### Text block
###

# New Models



## rolandx (Jul 25, 2010)

I'm hoping Amazon releases a new 10'' Fire this fall/winter. My first kindle was a DX and I'm one of those strange people who prefer to read on the Fire vs my Voyage.


----------



## Scarpad (Apr 25, 2016)

lets hope new models get actual upgrades


----------



## rolandx (Jul 25, 2010)

New Fire out today. I'm in!


----------



## Scarpad (Apr 25, 2016)

I like the white one, was sorry to see my HD 10 7th gen cannot be traded in


----------



## Ann in Arlington (Oct 27, 2008)

Price is good if you want a basic tablet.


----------



## Andra (Nov 19, 2008)

I am planning to trade in my current Fire 10 (and my earlier 8" version). I won't get much value but adding the gift cards to the 20% off will put the price where I am willing to pay it.
The processor is a little faster, but the big draw in my house is the USB-C charging port. I am so tired of fiddling with the micro charging cables. This also means we can use our fast-charging bricks.
It also looks like the previous model case will fit, but I am not holding my breath after they moved the magnets on the new Oasis.


----------



## Andra (Nov 19, 2008)

I pulled the trigger on the pre-order today.  I am trading in two 8" Fires and one 10" for $50 in gift cards, plus the discount.
And Amazon's page for their Fire cases says that they will work with the 2017 Fire 10 and the 2019 version so hopefully that is true.  I've wiped and deregistered one of them and will do the rest this afternoon.  I'd rather get them sent in early.

###

### Records
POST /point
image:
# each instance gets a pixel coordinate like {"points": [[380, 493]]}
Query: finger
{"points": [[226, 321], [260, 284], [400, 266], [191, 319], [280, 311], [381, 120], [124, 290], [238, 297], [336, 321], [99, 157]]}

###

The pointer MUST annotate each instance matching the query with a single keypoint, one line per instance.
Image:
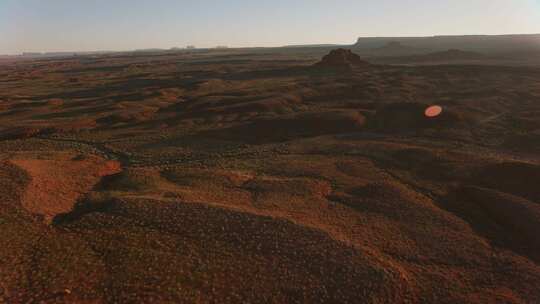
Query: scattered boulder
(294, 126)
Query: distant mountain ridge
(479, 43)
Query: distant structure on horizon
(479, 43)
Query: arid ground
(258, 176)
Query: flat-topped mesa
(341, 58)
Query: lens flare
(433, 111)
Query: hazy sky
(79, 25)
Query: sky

###

Pick up the forum thread about the new Fire tablet models after its last post and continue it.

### Task output
Now I'm curious if the new one will recognize the Amazon content on my SD card or if I'll have to download it all again.  I suspect the latter since most of their downloads register to a particular device and obviously this is a new one.  But I'm going to try for grins.  I hate waiting.


----------



## Andra (Nov 19, 2008)

Well my new 10" Fire was delivered yesterday.  So far I am disappointed.  It's nice to have the USB-C and it's faster, but everything else is just bad.  I've been talking to Amazon for over an hour now and we have ended up with them agreeing to send me a replacement Fire. It won't let me download to the SD card that was originally in my other Fire 10 and the 32 GB is way too small to keep much content locally.  I had to jump through hoops to find my music, I downloaded books from my Kindle library that disappeared (really - I've never had that happen before).  And now I can't use my SD card in my old tablet; I get a message about it being corrupt.  So it has messed up a 400GB SD card.

Oh - my expensive Amazon case for the 2017 Fire 10 DOES fit.  So that's a good thing.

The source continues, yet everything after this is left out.